WHAT TO DO:
Answer these questions from the share capital excerpt below:
1. Upon a poll, how many votes is each share entitled to?
2. How many shares remained available to be repurchased at 30 June 2020?
3. Which note sets out information on the options issued, exercised and lapsed during the year?

GIVEN TEXT:
.....
On a show of hands every holder of ordinary shares present
at a meeting in person or by proxy is entitled to one vote
and, upon a poll each share is entitled to one vote.
D. Share buy-back
Between 1 July 2019 and 30 June 2020, the Company did
not purchase and cancel any ordinary shares on-market.
At 30 June 2020, 478,255 shares remained available to be
repurchased under the most recently announced buy back
notice to the ASX.
E. Options
Information relating to Fiducian Group Employee & Director
options issued, exercised and lapsed during the year is set
out in Note 24.
The Group’s objectives when managing capital of the wholly
owned subsidiaries within the Group are to safeguard
its ability to continue as a going concern, to individually
continue to meet externally imposed capital requirements
of APRA and ASIC under its Registrable Superannuation
Entity (RSE) Licence, Responsible Entity (RE) Licence and
their Australian Financial Services (AFS) Licence, and to
continue to provide returns to shareholders and benefits to
other stakeholders.
.....
DATASET EXTRACT:
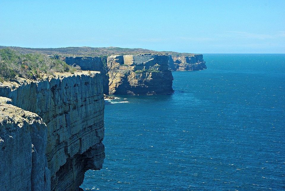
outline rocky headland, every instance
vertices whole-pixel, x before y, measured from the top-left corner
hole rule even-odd
[[[85,50],[71,48],[0,53],[4,190],[78,190],[86,171],[102,167],[104,99],[116,98],[106,94],[171,94],[171,70],[206,68],[202,55],[113,47],[66,56]]]
[[[0,83],[0,187],[78,190],[105,157],[101,75],[94,71]]]
[[[109,93],[165,94],[173,93],[168,55],[113,55],[107,58]]]
[[[197,70],[206,69],[202,54],[190,56],[169,55],[169,69],[173,71]]]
.....
WORKED SOLUTION:
1. One vote.
2. 478,255 shares.
3. Note 24.